━━━ Items

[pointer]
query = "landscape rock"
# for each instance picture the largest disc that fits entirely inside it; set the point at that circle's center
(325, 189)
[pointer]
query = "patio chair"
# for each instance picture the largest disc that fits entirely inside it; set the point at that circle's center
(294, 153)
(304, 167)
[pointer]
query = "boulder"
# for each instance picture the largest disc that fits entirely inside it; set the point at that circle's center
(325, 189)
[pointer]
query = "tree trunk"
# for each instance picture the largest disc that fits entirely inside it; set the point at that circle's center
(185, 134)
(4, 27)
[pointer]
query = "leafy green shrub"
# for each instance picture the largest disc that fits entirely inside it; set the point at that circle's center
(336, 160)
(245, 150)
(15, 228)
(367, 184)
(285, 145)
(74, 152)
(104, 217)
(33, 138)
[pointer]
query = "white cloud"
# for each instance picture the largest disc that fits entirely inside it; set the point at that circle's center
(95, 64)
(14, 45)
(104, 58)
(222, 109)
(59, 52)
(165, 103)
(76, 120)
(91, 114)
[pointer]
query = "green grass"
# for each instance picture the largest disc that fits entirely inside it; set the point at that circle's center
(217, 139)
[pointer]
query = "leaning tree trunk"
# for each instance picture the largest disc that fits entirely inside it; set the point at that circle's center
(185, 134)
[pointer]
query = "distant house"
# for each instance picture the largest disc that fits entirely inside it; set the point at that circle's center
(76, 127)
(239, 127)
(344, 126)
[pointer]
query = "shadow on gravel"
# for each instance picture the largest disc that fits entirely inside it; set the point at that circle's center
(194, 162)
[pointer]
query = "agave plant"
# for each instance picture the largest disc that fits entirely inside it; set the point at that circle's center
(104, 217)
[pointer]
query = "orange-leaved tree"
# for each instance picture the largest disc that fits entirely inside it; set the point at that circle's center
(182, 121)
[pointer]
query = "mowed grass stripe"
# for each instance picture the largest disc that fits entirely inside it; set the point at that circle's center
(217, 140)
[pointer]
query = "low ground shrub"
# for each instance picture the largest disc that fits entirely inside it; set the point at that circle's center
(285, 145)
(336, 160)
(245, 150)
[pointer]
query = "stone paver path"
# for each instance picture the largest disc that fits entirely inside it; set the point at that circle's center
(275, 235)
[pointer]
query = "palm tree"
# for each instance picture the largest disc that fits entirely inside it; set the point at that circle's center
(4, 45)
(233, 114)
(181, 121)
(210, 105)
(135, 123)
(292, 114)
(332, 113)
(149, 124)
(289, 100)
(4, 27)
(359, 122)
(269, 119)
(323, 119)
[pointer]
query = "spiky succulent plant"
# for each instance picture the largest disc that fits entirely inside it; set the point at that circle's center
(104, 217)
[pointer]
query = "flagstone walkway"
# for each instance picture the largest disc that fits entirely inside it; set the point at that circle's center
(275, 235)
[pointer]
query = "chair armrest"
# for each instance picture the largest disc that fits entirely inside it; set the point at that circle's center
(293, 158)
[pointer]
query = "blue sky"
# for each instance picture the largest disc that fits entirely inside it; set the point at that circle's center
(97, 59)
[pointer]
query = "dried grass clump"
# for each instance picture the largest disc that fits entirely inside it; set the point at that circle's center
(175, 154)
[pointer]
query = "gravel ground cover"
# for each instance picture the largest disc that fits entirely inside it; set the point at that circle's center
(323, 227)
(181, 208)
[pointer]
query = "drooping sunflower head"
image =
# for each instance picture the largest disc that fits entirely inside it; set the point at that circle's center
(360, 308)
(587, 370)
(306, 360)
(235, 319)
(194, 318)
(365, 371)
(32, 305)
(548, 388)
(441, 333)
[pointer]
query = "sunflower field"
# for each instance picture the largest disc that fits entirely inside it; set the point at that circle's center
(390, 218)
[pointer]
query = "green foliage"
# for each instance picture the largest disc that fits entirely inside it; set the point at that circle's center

━━━━━━

Output all of the data again, exactly.

Answer to the exercise:
[pointer]
query = "landscape rock"
# for each instance picture the largest disc that fits entirely inside it; set the point at that circle's center
(325, 189)
[pointer]
query = "patio chair"
# for each instance picture the largest disc that fits entirely inside it; set the point at that circle's center
(294, 153)
(304, 167)
[pointer]
query = "boulder"
# for each instance picture the largest disc that fits entirely inside it; set the point at that circle's center
(325, 189)
[pointer]
query = "tree trunk"
# for each instance picture the largest disc that fits entirely inside it; set the point at that circle's center
(185, 134)
(4, 27)
[pointer]
query = "leafy green shrub"
# for each instance picture the largest disc that fits entirely inside it; set the point at that circle's center
(336, 160)
(245, 150)
(15, 228)
(367, 184)
(285, 145)
(74, 152)
(104, 217)
(33, 138)
[pointer]
query = "white cloud"
# for each instance picture the largest disc that fits entirely inside it; set the point at that circle's center
(95, 64)
(14, 45)
(104, 58)
(222, 109)
(59, 52)
(165, 103)
(76, 120)
(91, 114)
[pointer]
query = "green grass"
# for each instance picture the largest disc that fits entirely inside it; set the point at that circle's center
(217, 139)
[pointer]
query = "leaning tree trunk"
# for each instance picture the largest disc that fits entirely inside it; set the point at that circle's center
(185, 134)
[pointer]
query = "distant house"
# for each instance picture the largest disc that fits entirely inside it; set the point at that circle's center
(76, 127)
(239, 127)
(344, 126)
[pointer]
query = "shadow on gravel"
# for each instance picture the largest disc that fits entirely inside it; set the point at that circle's center
(194, 162)
[pointer]
query = "agave plant"
# for each instance picture the largest disc that fits entirely inside it; set the point at that circle's center
(104, 217)
[pointer]
query = "orange-leaved tree"
# for each instance picture the largest disc that fits entirely inside it; set the point at that circle's center
(182, 121)
[pointer]
query = "mowed grass stripe"
# for each instance picture the largest disc that fits entirely inside it; set the point at that circle's center
(217, 140)
[pointer]
query = "low ground shrub"
# for each instance picture the largest disc that fits entirely inside it; set the point at that circle's center
(285, 145)
(336, 160)
(245, 150)
[pointer]
query = "stone paver path"
# for each instance picture the largest disc that fits entirely inside it; set the point at that circle's center
(275, 235)
[pointer]
query = "palm tree"
# for each instance picture the largest disc that fits entirely inside it; set the point at that circle's center
(4, 45)
(233, 114)
(181, 121)
(210, 105)
(135, 123)
(292, 114)
(332, 113)
(149, 124)
(289, 100)
(4, 27)
(359, 122)
(269, 119)
(323, 119)
[pointer]
query = "spiky succulent plant"
# for each instance picture the largest disc that fits entirely inside it; set the point at that circle's center
(104, 217)
[pointer]
query = "flagstone walkway"
# for each instance picture the largest disc that fits entirely inside it; set the point at that circle's center
(275, 235)
[pointer]
query = "chair armrest"
# for each instance picture the largest disc that fits entirely inside it; set the point at that circle's center
(293, 158)
[pointer]
query = "blue sky"
# for each instance picture the largest disc that fits entirely inside it; set the point at that circle's center
(97, 59)
[pointer]
query = "dried grass clump"
# for each instance picture the largest disc that fits entirely inside it; set the point at that circle's center
(175, 154)
[pointer]
query = "gravel ground cover"
# for each instance picture the largest disc that fits entirely inside it; set the point at that circle's center
(323, 227)
(181, 208)
[pointer]
query = "drooping sunflower head"
image =
# for each instance picture the largest disc that fits entirely inside it; set the point at that circle's center
(360, 308)
(587, 370)
(306, 360)
(235, 319)
(194, 318)
(365, 371)
(32, 305)
(548, 388)
(441, 333)
[pointer]
query = "sunflower field"
# for each instance picture the largest disc that fits entirely inside it; set the point at that circle's center
(390, 218)
[pointer]
query = "green foliage"
# for each instance picture the largest disc that fits entirely inside it; set the point at that circle's center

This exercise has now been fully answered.